Write out every record in full, exactly as written, please.

--- Data provided ---
>> start
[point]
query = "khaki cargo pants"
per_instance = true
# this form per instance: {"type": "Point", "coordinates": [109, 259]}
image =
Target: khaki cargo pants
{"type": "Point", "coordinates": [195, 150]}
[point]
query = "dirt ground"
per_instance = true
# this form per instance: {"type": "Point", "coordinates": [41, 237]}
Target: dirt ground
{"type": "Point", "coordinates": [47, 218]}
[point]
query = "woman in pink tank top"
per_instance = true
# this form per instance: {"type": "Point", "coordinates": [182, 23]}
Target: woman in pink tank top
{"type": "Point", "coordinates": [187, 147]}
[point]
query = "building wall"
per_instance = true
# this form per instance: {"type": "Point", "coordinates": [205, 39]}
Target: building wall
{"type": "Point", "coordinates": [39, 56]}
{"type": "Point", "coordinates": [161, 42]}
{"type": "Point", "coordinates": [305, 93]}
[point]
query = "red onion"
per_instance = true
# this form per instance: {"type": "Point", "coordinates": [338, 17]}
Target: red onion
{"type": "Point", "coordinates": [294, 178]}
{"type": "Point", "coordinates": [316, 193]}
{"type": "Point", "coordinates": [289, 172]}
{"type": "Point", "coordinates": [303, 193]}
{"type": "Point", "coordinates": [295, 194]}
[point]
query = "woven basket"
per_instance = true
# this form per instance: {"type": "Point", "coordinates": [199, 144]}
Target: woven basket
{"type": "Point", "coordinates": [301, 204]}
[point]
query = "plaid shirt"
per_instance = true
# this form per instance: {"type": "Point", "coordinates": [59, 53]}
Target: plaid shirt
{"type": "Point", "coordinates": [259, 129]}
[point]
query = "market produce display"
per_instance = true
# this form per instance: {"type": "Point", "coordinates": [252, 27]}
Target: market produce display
>> end
--- Exercise result ---
[point]
query = "khaki cargo pants"
per_instance = true
# this form per instance: {"type": "Point", "coordinates": [109, 259]}
image =
Target: khaki cargo pants
{"type": "Point", "coordinates": [195, 150]}
[point]
query = "dirt ground"
per_instance = true
# this form per instance: {"type": "Point", "coordinates": [41, 237]}
Target: dirt ground
{"type": "Point", "coordinates": [47, 218]}
[point]
query = "woman in pink tank top"
per_instance = true
# this form per instance: {"type": "Point", "coordinates": [182, 23]}
Target: woman in pink tank top
{"type": "Point", "coordinates": [187, 147]}
[point]
query = "building wall"
per_instance = true
# this form per instance: {"type": "Point", "coordinates": [205, 39]}
Target: building wall
{"type": "Point", "coordinates": [39, 56]}
{"type": "Point", "coordinates": [161, 42]}
{"type": "Point", "coordinates": [305, 93]}
[point]
query = "red onion"
per_instance = true
# this form per instance: {"type": "Point", "coordinates": [338, 17]}
Target: red onion
{"type": "Point", "coordinates": [294, 178]}
{"type": "Point", "coordinates": [316, 193]}
{"type": "Point", "coordinates": [289, 172]}
{"type": "Point", "coordinates": [303, 193]}
{"type": "Point", "coordinates": [295, 194]}
[point]
query = "woven basket"
per_instance = true
# this form per instance: {"type": "Point", "coordinates": [199, 144]}
Target: woven basket
{"type": "Point", "coordinates": [301, 204]}
[point]
query = "plaid shirt"
per_instance = true
# this form per instance: {"type": "Point", "coordinates": [59, 53]}
Target: plaid shirt
{"type": "Point", "coordinates": [259, 129]}
[point]
query = "market produce display"
per_instance = true
# this form per instance: {"type": "Point", "coordinates": [252, 27]}
Target: market produce display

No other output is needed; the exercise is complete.